Consigne - Pouvez-vous reproduire à l'identique toutes les lignes du matériel ci-dessous, en laissant les images de côté ?

Matériel fourni -
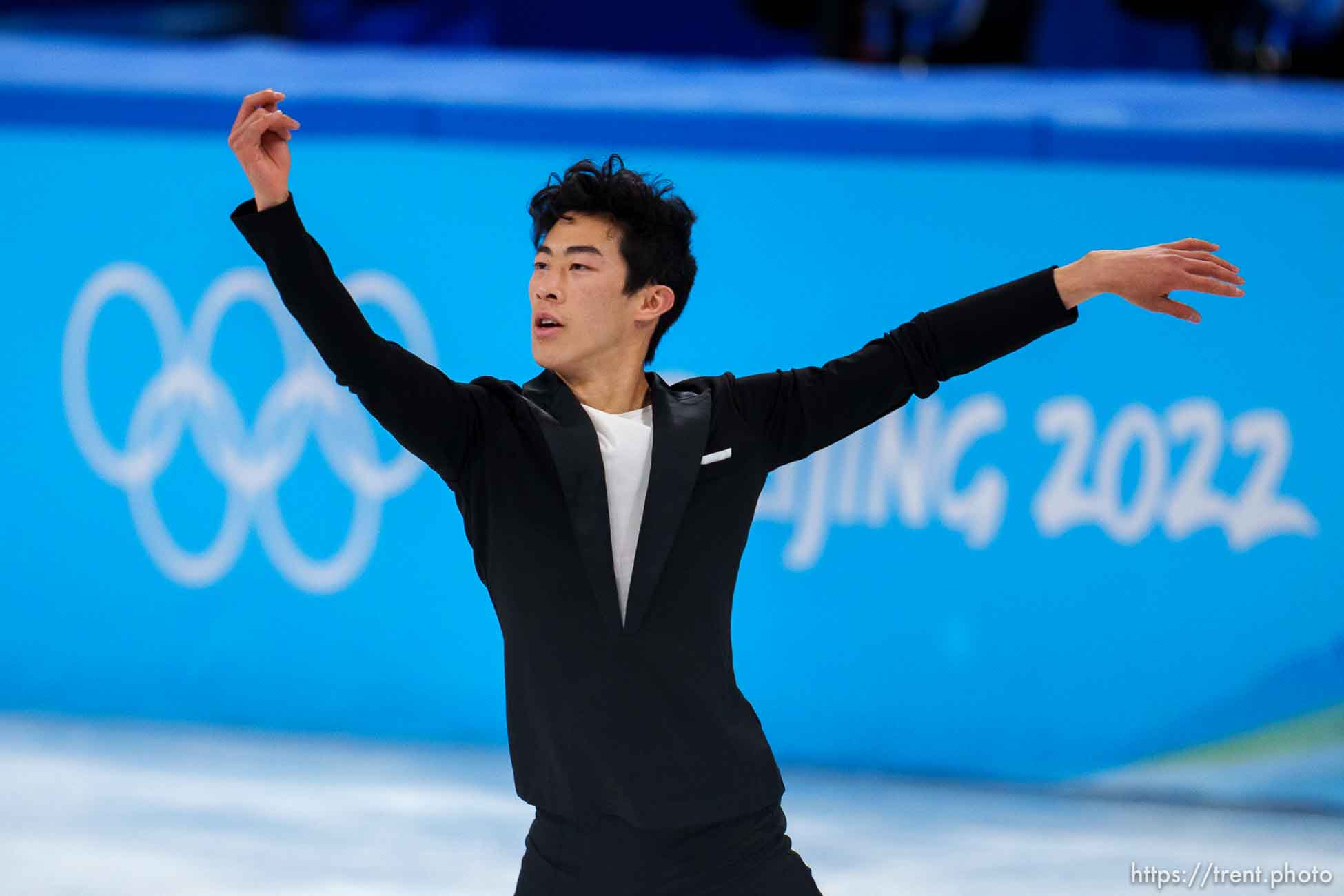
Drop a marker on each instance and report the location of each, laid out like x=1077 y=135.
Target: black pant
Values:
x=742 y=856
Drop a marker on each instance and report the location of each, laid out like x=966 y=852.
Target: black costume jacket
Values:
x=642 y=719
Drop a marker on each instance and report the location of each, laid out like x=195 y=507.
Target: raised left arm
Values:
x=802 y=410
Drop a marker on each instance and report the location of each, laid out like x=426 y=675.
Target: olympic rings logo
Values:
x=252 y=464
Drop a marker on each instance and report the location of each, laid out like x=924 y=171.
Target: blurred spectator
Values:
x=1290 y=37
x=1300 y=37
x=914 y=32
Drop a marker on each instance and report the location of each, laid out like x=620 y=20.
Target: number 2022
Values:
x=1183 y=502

Réponse -
Drop a marker on each instance and report the location of each, laid out like x=1077 y=135.
Target: black pant
Values:
x=742 y=856
Drop a marker on each instance and report the location of each, laid out like x=966 y=852.
Target: black costume jacket
Values:
x=642 y=719
Drop a marker on each instance and report the location of each, laid out like x=195 y=507.
Target: raised left arm
Values:
x=802 y=410
Drop a marker on each instance and report the location of each, laid out like x=426 y=675.
Target: olympic rings logo
Values:
x=252 y=464
Drop a marker on each instance and report the location of each, laid out like x=924 y=171.
Target: blurred spectator
Values:
x=1290 y=37
x=1300 y=37
x=914 y=32
Drop a marker on each instance and report the location of each, laid out like x=620 y=20.
Target: number 2022
Values:
x=1183 y=502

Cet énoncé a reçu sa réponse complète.